Stated exercise: Below are some entries. Output each one exactly as it appears.

Dataset rows:

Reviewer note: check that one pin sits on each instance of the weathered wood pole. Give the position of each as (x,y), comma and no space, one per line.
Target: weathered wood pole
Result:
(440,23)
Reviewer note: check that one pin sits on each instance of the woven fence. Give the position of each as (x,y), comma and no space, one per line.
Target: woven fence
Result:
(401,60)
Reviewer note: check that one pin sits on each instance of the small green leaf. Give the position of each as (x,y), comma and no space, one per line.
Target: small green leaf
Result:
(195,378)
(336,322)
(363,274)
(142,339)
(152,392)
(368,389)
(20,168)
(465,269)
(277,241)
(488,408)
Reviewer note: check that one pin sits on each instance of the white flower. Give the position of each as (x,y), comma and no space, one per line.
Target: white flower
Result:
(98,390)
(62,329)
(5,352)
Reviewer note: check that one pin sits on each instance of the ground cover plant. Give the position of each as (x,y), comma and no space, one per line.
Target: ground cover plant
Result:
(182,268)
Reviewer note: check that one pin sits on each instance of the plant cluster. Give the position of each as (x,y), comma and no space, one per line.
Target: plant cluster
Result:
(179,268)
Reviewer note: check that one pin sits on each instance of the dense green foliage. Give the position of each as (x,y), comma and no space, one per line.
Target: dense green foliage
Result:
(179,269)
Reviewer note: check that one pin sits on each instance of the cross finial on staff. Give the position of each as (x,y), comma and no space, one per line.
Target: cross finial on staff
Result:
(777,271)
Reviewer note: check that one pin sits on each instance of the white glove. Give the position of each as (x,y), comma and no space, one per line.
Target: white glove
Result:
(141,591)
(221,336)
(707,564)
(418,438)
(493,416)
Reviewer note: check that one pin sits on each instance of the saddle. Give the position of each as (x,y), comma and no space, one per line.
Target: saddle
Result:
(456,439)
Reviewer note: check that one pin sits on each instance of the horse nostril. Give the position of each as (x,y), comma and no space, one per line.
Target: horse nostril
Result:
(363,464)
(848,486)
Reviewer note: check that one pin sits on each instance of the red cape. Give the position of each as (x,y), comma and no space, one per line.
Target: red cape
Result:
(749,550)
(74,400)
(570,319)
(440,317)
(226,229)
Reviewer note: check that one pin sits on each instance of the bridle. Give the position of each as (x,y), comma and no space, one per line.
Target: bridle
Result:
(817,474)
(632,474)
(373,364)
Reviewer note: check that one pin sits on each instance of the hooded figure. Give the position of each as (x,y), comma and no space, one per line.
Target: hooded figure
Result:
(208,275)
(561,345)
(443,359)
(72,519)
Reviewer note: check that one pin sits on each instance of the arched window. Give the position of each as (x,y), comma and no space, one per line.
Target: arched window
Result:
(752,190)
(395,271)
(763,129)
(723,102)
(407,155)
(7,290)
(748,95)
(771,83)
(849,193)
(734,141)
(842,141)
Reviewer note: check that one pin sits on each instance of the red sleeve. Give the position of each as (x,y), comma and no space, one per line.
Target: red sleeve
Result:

Written response:
Reviewer note: check that one pin sits on each instance of the weathered wood pole. Give the position of each as (x,y), comma and no space, one per line.
Target: weathered wood pole
Result:
(440,23)
Reviewer note: check that one pin sits on each instance of the woven fence. Give the position of each as (x,y), comma and no space, one per line.
Target: woven fence
Result:
(401,60)
Reviewer note: check that one pin sits on each instance of the small green leaf. Give the position of each as (x,y), comma and no space, one per line.
Target: small green leaf
Result:
(195,378)
(336,322)
(363,274)
(142,339)
(152,392)
(368,389)
(20,168)
(465,269)
(277,241)
(488,408)
Reviewer note: check that one pin sits on each instance of the white flower. Give the position of each as (x,y), comma and no space, one per line.
Target: white flower
Result:
(98,390)
(62,329)
(5,352)
Reviewer note: check that one pin sits on each instance of the ground cover plant. Give the position of each as (x,y), comma and no space, one per line.
Target: ground cover plant
Result:
(182,268)
Reviewer note: check that one pin sits on each instance of the plant cluster. Give the position of each as (x,y), comma and no space, one per line.
Target: plant cluster
Result:
(179,268)
Reviewer note: check that one pin sits on each instance of the dense green foliage. Give the position of each as (x,y), comma and no space, one per line.
Target: dense green foliage
Result:
(179,269)
Reviewer note: check that one pin sits on each instance of the cross finial on staff. Give the position of each as (x,y), comma and no space, one per line.
Target: cross finial on staff
Result:
(777,271)
Reviewer note: check that one pin sits on each instance of the white glove. Give the position of each as (x,y), comma and no space, one per line.
Target: white glove
Result:
(141,591)
(221,336)
(707,564)
(418,438)
(493,416)
Reviewer note: check that one pin sits on each instance of the saddle. Give the position of each as (x,y), comma and no space, one per line.
Target: saddle
Result:
(456,439)
Reviewer note: check that one pin sits on each instance of the horse nostril. Give the position of each as (x,y), comma and no space, one per line.
Target: horse nostril
Result:
(363,464)
(848,486)
Reviewer note: check that one pin sits on each instance of the red cape. Give the position of each as (x,y), comma and no space, one per line.
Target: red cape
Result:
(749,550)
(74,400)
(570,319)
(440,317)
(226,229)
Reviewer note: check that one pin sits on each instance of the bridle. Give the position of each as (x,y), comma and no space, one per line.
Target: bridle
Result:
(817,474)
(632,474)
(373,364)
Reviewer note: check that one pin sits on each instance of the hooded figure. Give the position of each as (x,y), comma and no space, one per line.
Target: hooded figure
Result:
(208,275)
(561,345)
(443,359)
(72,519)
Reviewer note: check that one pin sits on each instance of the arched window. Give the position of each as (x,y), comma and no space, one per line.
Target: arched window
Result:
(752,190)
(395,271)
(763,129)
(723,102)
(407,155)
(7,290)
(748,95)
(771,83)
(849,193)
(734,141)
(842,141)
Reviewer note: check that one pin sits on each instance of the red sleeve. Give the position of each as (x,y), comma and no space, one per line.
Target: red sleeve
Result:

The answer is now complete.